## Provided passage:

Via Small Wars Journal, the Washington Times publishes an op-ed lavishing praise on the greatest Army officer of his generation for his farsightedness in demonstrating how a thorough security presence/posture combined with bolstered support for a host nation’s institutions of governance and rigorous subsidization of the tools for economic prosperity leads to a situation where a community comes “together to oppose and to confront the extremists.” Anyone who’s followed Petraeus (or, in some cases, jogged after him) will be familiar with this stuff.
And it’s true. But now it needs to be put to the greater test. Petraeus, or one of his disciples, needs to come to Washington D.C. — not to testify, but to lead the police force.
Over the past few weeks, my adopted city has fallen into some seriously dire circumstances. A 9-year old — think about that for a moment — was shot and killed on Columbia Road NW this weekend, about four blocks from my house, and only a few blocks further from where, further down Columbia, several old and new friends of mine were gathering for a party. To say this ought to provoke outrage is an understatement. Sam Youngman, who covers the White House for The Hill and lives nearby, sent out a moving and impassioned tweet about the non-leadership shown by Mayor Adrian Fenty: “I’ve never been partisan. I’ve always been a straight reporter. That ends with Fenty: Time to bring this guy down. No more murder next door.” The murder rate in D.C. is astronomical compared to the rest of the country, and has ticked upward since Fenty’s 2007 inaugural. The Left in LeDroit blog implores its fellow citizens: “We feel that we as a city have become too used to this savagery, which is actually abnormal.”
Yes, but we need security to be re-established before more stable patterns of civic behavior can re-emerge. Luckily, we have had a movement in defense circles arise that has learned these lessons at wartime: there is no real security that ignores the “root causes” that allow crime to fester; there can be no real security that doesn’t enlist the population as an active partner; and so expensive jobs programs and other forms of productive enterprise have to flood into areas cleared of criminals. Oh, and make sure your incarceration programs are heavily geared toward rehabilitation. There’s even a manual that spells all this out.

## Problem to solve:
Extend the post that argues for bringing Petraeus's counterinsurgency methods to policing in Washington, D.C., writing on from its final sentence.

## Dataset section:
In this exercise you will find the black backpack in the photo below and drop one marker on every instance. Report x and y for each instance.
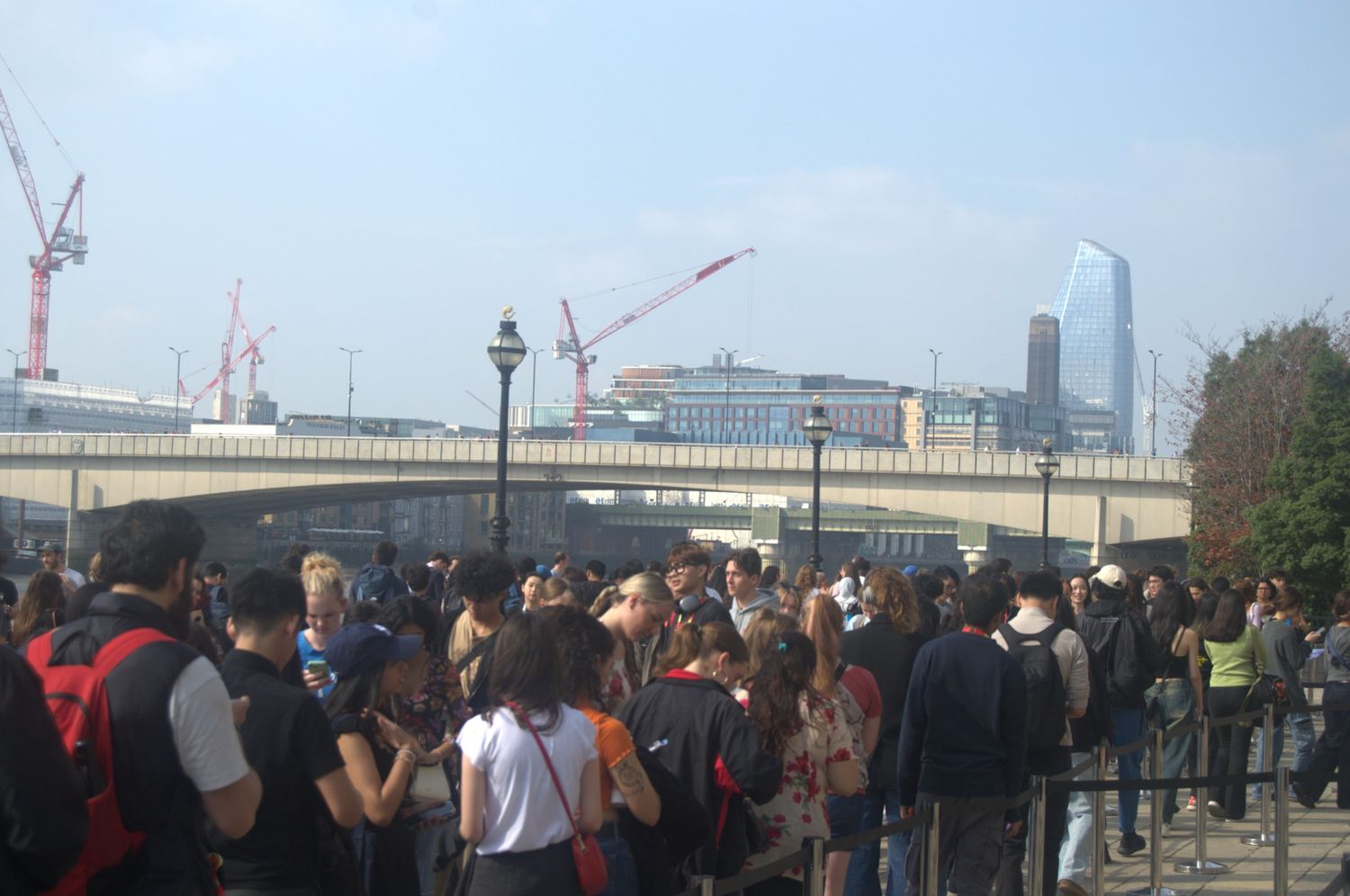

## Answer to the task:
For years — decades, even — a strain of highly-politicized urban-policy thinking has sneered at any proposal that even approaches dealing with “root causes,” calling that an excuse for pathological behavior. Well, if you believe Petraeus’ population-centric counterinsurgency approach in Iraq led to valuable security gains, you have no excuse to continue believing that. The “soldiers aren’t cops” argument isn’t going to fly here. I’ve attended a seminar at the Army/Marine Corps COIN Center at Ft. Leavenworth in which a talented Army lieutenant colonel explicitly instructed his fellow officers to view neighborhood security as if they were running Kansas City police patrols. The counterinsurgents understand that thinking like an occupying army without asking why neighborhoods give in to insecurity is a blueprint for accelerated destabilization. In urban-policy circles this is considered, for some bewildering reason, unacceptably left-wing. In the Army and Marine Corps, it’s becoming received wisdom.
My friend Ezra thinks that Bill Bratton needs to come to D.C. to reinvigorate the police. I was a Brooklyn teenager during Bratton’s term as NYPD police commissioner and will never say an unkind word about the man. But let’s aim higher. That CENTCOM gig won’t last forever. We need David Petraeus to change uniforms.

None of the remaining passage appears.